══ ITEMS ══

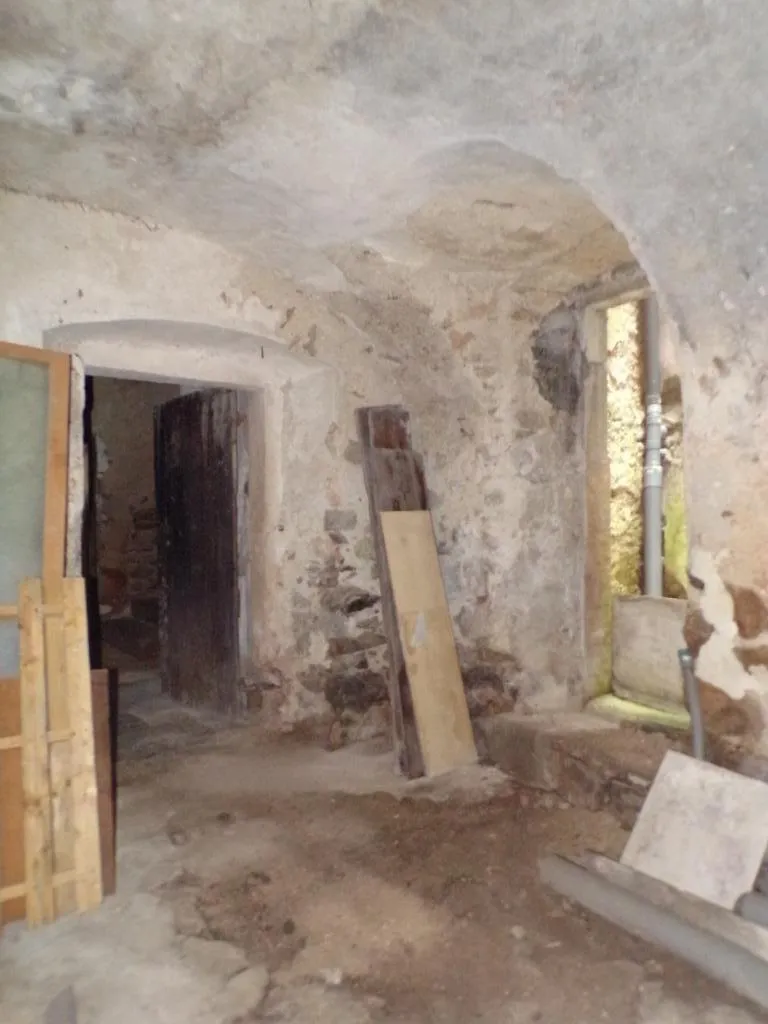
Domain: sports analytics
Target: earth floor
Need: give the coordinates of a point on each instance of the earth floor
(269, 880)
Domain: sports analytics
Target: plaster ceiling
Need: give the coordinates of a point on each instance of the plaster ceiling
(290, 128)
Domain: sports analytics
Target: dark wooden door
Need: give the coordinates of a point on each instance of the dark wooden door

═══

### WORK TO BE COMPLETED
Output all of the data above verbatim, line by line, but leave out the image.

### TASK RESULT
Domain: sports analytics
Target: earth floor
Need: give the coordinates of a point on each instance of the earth floor
(269, 880)
Domain: sports analytics
Target: plaster ceiling
Need: give the coordinates of a point on each instance of the plaster ceiling
(290, 128)
Domain: sports analytics
Target: dark wooden door
Need: give the coordinates of a point on each instance of the dark wooden door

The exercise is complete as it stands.